(PROVIDED PASSAGE Opens)
There were no time-related differences between the mean hemocyte concentrations of the control shrimps, whereas in all Cd treatments there was a clear tendency to decrease with time of exposure, although differences between 5 and 96 h were not significant for the treatment with 24.9 μg L−1 Cd. With one exception (5 hours, 249 μg L−1 Cd), the values determined for all times of exposure in the four Cd treatments were significantly () lower than those of the control shrimps, and the lowest mean value after 96 h was that determined for the highest concentration of Cd (Table 3).

Cadmium is known to induce apoptosis and/or cell necrosis in a variety of cells and organisms [3539]. This may explain the tendency to the progressively decreasing hemocyte concentrations registered in the Cd treatments and is in agreement with the tendency determined in the crab Sinopotamon henanense exposed to Cd concentrations equivalent to between 3.1 and 50% of the LC50 of this species, which caused hemocyte apoptosis and levels of necrosis to progressively increase, in direct relation to the level of Cd concentration [14, 40].

Phenoloxidase (PO) activity was significantly higher in the control shrimps than in all Cd treatments after 5 h of exposure, but later activities varied with different treatments: it was unchanged after 48 h in the control shrimps, whereas all Cd treatments showed a significant increase. As a result, there were no differences between control and Cd-exposed shrimps, with the exception of the treatment with 8.8 μg L−1, which at this time had the significantly highest value. After 96 h PO activity increased significantly in the control shrimps and in those exposed to 24.9 g L−1 Cd, whereas it decreased in the remaining treatments (Table 4A). However, PO activity is given as the ratio of PO units to plasma protein, which showed significant changes as a function of Cd levels, of the time of sampling (including control shrimps) and of their interaction. In view of the positive relation between plasma protein and PO concentrations [41], this probably caused at least a part of the changes of PO activity found in this work.
(PROVIDED PASSAGE Closes)
(DATA FOR REVIEW Opens)
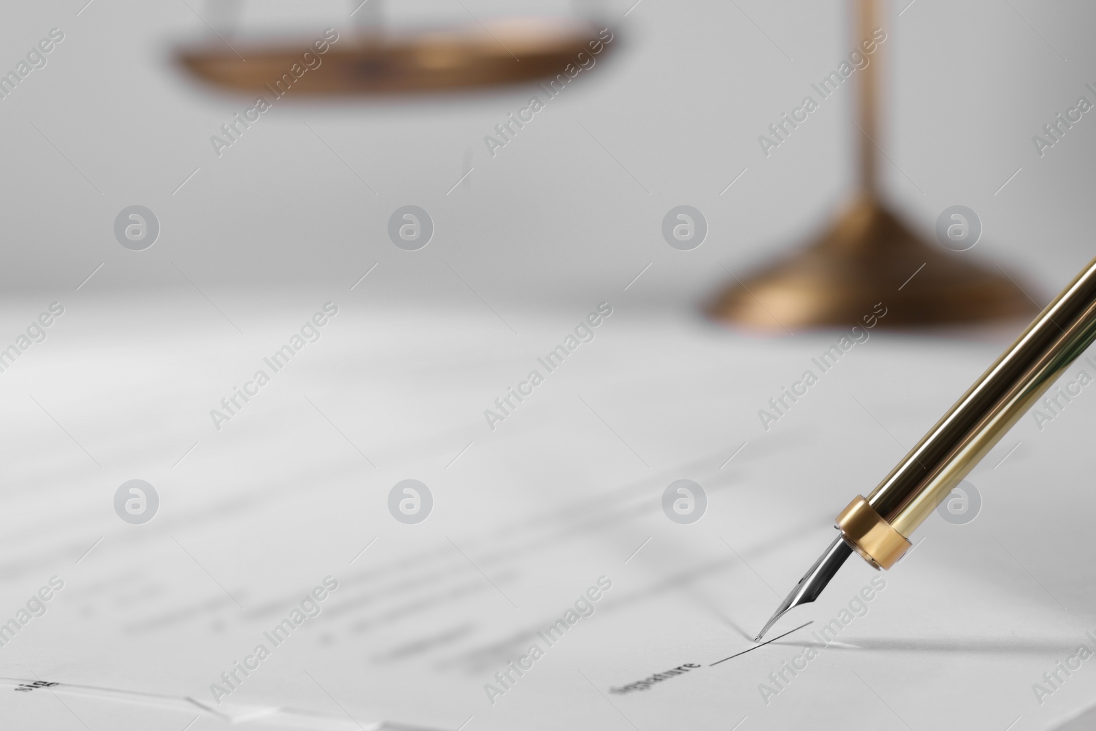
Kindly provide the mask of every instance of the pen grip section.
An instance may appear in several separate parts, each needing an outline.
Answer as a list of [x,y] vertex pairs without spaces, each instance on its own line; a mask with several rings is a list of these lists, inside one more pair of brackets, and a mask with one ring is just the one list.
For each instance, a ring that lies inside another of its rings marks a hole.
[[909,538],[1094,340],[1096,259],[891,470],[866,505]]

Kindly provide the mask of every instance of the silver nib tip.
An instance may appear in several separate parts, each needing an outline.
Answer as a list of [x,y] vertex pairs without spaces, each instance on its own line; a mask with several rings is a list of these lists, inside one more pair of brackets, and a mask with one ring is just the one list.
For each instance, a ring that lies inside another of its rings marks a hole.
[[791,593],[783,602],[780,606],[776,608],[769,620],[765,623],[761,631],[757,632],[757,637],[754,638],[754,642],[761,642],[761,638],[765,637],[765,632],[776,624],[776,620],[784,616],[788,609],[797,607],[800,604],[807,604],[808,602],[813,602],[825,589],[830,580],[833,579],[834,574],[837,573],[837,569],[845,563],[845,559],[852,556],[853,549],[849,547],[845,540],[837,536],[837,538],[830,544],[830,548],[825,549],[814,566],[811,567],[810,571],[803,574],[803,578],[799,580],[796,587],[791,590]]

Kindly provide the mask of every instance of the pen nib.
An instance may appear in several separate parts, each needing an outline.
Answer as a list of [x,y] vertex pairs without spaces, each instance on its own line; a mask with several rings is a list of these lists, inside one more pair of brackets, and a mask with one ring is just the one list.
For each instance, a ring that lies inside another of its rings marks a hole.
[[837,569],[842,567],[849,556],[853,555],[853,549],[848,544],[845,542],[844,538],[837,536],[837,538],[830,544],[830,548],[825,549],[825,552],[814,562],[796,587],[791,590],[791,593],[783,602],[780,606],[776,608],[773,616],[769,617],[762,630],[757,632],[757,637],[754,638],[754,642],[761,642],[761,638],[765,637],[765,632],[776,624],[776,620],[784,616],[788,609],[797,607],[800,604],[807,604],[808,602],[813,602],[825,589],[825,585],[830,583],[834,574],[837,573]]

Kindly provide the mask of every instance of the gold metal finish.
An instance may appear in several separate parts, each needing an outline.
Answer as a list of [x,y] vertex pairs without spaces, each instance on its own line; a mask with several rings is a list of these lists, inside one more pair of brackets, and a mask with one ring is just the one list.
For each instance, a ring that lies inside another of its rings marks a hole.
[[[376,30],[332,45],[319,67],[295,80],[293,95],[426,92],[552,79],[569,64],[578,67],[579,53],[591,55],[589,44],[597,44],[598,60],[619,45],[606,42],[612,35],[600,37],[600,31],[601,26],[584,22],[539,19],[414,34]],[[262,93],[264,84],[273,84],[300,62],[308,43],[248,46],[233,41],[233,50],[210,42],[181,48],[176,55],[204,81]]]
[[891,568],[912,546],[863,495],[856,495],[856,500],[841,512],[835,525],[848,545],[877,569]]
[[868,504],[909,537],[1093,341],[1096,259],[891,470]]
[[[859,37],[868,38],[879,27],[877,0],[858,2]],[[1037,308],[1008,276],[926,242],[883,203],[877,180],[881,55],[877,49],[856,72],[859,193],[807,249],[720,293],[707,307],[711,317],[784,332],[848,327],[880,301],[889,309],[879,321],[887,328],[1035,315]]]
[[853,548],[888,569],[909,537],[1024,413],[1096,341],[1096,259],[1047,306],[865,501],[837,516],[841,536],[803,574],[755,641],[786,612],[813,602]]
(DATA FOR REVIEW Closes)
EXERCISE INSTRUCTIONS:
1) Answer these from the passage on cadmium exposure in shrimp:
(a) For which Cd treatment was the hemocyte decrease between 5 and 96 h not significant?
(b) Which crab species is cited as showing the same tendency?
(c) After 48 h, which treatment had the significantly highest phenoloxidase value?
2) Resume the passage on cadmium exposure in shrimp, starting after its final sentence.
The rows were taken from a separate source.

RESPONSES PER TASK:
1)
(a) 24.9 μg L−1 Cd
(b) Sinopotamon henanense
(c) 8.8 μg L−1

2)
The proPo system is localized in the granules of semigranular and granular hemocytic cells which, once stimulated, release phenoloxidase to plasma. For this reason, we calculated the ratio of PO activity to plasma cell numbers, which gave a fairly different picture to that described using the PO to protein ratio. In this case, there was a common tendency to increase as a response to increasing time of exposure. In all cases, the 96 h values were significantly higher than after 5 hours, indicating that the continuous stimulation of the immune system caused by the presence of cadmium resulted in an increased PO production by a continuously decreasing number of plasma cells (Table 4B).

4. Conclusions

Toxic metals in the environment may affect the organism’s capacity of adequate defense responses even when their concentrations are below the level of risk. This was determined in experiments with L. vannamei exposed to levels of Cd which are supposed to be safe for long-term exposure to this metal. These caused low hemocyanin and plasma protein concentrations and decreased hemocytes numbers, eventually leading to increased susceptibility to diseases of the organisms exposed continuously to metal stress.

Conflict of Interests

The authors declare that there is no conflict of interests regarding the publication of this paper.

Acknowledgments

This work is supported by Projects PROFAPI-UAS 2013/065, PROMEP/103.5/13/9354, and CONACYT INFRA 2012-01-188029. Thanks are due to H. Bojórquez-Leyva for providing technical assistance in metal analysis.